* **Selected text**
>>>
Moderator: Iman Abbaro
Speakers:
Nehal El-Hadi, Writer, Researcher, Editor
Nehal El-Hadi investigates the relationships between the body (racialised, gendered), place (urban, virtual), and technology (internet, health).
She completed a Ph.D. in Planning at the University of Toronto, where her research examined the relationships between user-generated content and everyday public urban life.
As a scholar, her hybrid digital/material research methods are informed by her training and experience as a science and environmental journalist.
Nehal advocates for the responsible, accountable, and ethical treatment of user-generated content in the fields of journalism, planning, and healthcare.
Her writing has appeared in academic journals, general scholarship publications, literary magazines, and several anthologies and edited collections.
<<<
* **Source data**
>>>
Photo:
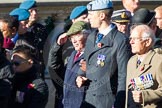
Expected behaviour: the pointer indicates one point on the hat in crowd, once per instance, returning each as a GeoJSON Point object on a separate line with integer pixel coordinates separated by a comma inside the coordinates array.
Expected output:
{"type": "Point", "coordinates": [21, 14]}
{"type": "Point", "coordinates": [121, 16]}
{"type": "Point", "coordinates": [78, 11]}
{"type": "Point", "coordinates": [77, 27]}
{"type": "Point", "coordinates": [100, 5]}
{"type": "Point", "coordinates": [28, 4]}
{"type": "Point", "coordinates": [143, 16]}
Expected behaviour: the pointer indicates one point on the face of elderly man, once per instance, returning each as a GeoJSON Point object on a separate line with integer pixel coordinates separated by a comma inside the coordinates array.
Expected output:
{"type": "Point", "coordinates": [139, 40]}
{"type": "Point", "coordinates": [158, 16]}
{"type": "Point", "coordinates": [78, 41]}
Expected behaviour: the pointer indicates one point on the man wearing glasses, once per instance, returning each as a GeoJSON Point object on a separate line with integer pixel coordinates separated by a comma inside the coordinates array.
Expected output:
{"type": "Point", "coordinates": [144, 81]}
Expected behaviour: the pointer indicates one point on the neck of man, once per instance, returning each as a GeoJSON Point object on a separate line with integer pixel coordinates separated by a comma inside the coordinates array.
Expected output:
{"type": "Point", "coordinates": [103, 26]}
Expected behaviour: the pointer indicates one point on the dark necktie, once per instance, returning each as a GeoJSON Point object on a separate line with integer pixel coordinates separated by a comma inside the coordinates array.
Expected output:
{"type": "Point", "coordinates": [77, 56]}
{"type": "Point", "coordinates": [99, 37]}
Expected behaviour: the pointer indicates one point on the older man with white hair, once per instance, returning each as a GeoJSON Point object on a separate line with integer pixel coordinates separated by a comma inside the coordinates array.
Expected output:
{"type": "Point", "coordinates": [144, 80]}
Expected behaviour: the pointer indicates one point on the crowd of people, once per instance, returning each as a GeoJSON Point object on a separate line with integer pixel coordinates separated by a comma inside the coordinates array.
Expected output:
{"type": "Point", "coordinates": [104, 58]}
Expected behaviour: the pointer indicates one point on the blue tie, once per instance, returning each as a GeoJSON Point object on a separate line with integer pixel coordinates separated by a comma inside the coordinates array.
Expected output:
{"type": "Point", "coordinates": [99, 37]}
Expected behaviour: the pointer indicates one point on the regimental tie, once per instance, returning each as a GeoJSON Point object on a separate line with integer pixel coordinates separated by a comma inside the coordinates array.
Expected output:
{"type": "Point", "coordinates": [77, 55]}
{"type": "Point", "coordinates": [99, 37]}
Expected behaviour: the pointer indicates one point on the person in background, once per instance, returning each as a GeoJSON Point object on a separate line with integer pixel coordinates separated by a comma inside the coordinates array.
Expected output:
{"type": "Point", "coordinates": [29, 90]}
{"type": "Point", "coordinates": [144, 80]}
{"type": "Point", "coordinates": [57, 72]}
{"type": "Point", "coordinates": [37, 30]}
{"type": "Point", "coordinates": [22, 15]}
{"type": "Point", "coordinates": [121, 18]}
{"type": "Point", "coordinates": [145, 16]}
{"type": "Point", "coordinates": [158, 18]}
{"type": "Point", "coordinates": [6, 74]}
{"type": "Point", "coordinates": [131, 5]}
{"type": "Point", "coordinates": [106, 54]}
{"type": "Point", "coordinates": [78, 32]}
{"type": "Point", "coordinates": [9, 27]}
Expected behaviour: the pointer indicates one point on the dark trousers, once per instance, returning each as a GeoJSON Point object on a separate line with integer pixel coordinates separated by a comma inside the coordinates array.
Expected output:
{"type": "Point", "coordinates": [58, 95]}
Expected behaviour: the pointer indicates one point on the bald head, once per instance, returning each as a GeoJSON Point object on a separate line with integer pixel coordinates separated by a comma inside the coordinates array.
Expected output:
{"type": "Point", "coordinates": [142, 39]}
{"type": "Point", "coordinates": [158, 16]}
{"type": "Point", "coordinates": [131, 5]}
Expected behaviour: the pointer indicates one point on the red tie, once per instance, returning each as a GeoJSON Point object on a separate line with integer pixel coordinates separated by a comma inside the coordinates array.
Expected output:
{"type": "Point", "coordinates": [77, 55]}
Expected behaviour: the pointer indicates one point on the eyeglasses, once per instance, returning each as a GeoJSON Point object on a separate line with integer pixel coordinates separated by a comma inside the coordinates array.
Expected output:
{"type": "Point", "coordinates": [16, 63]}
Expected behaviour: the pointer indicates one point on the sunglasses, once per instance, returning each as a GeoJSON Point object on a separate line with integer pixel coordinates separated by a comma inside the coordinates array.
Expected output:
{"type": "Point", "coordinates": [18, 63]}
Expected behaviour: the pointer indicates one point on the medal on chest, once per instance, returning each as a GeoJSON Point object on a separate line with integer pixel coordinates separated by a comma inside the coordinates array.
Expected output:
{"type": "Point", "coordinates": [142, 82]}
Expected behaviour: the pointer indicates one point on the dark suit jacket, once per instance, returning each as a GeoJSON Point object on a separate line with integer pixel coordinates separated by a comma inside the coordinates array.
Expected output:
{"type": "Point", "coordinates": [73, 96]}
{"type": "Point", "coordinates": [107, 81]}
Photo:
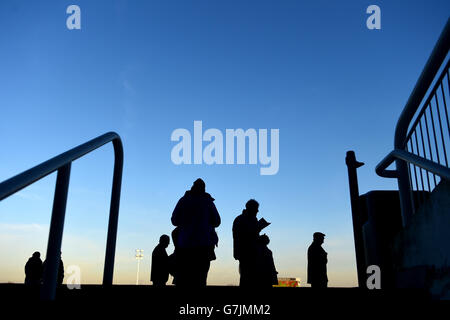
<<<
* **Work request**
Could you repeat the part of Nehal El-Hadi's bio from "She completed a" up to and including "and edited collections.", renaming "user-generated content" to "social media content" everywhere it occurs? This material is drawn from a separate source.

* **Exercise answer**
She completed a Ph.D. in Planning at the University of Toronto, where her research examined the relationships between social media content and everyday public urban life.
As a scholar, her hybrid digital/material research methods are informed by her training and experience as a science and environmental journalist.
Nehal advocates for the responsible, accountable, and ethical treatment of social media content in the fields of journalism, planning, and healthcare.
Her writing has appeared in academic journals, general scholarship publications, literary magazines, and several anthologies and edited collections.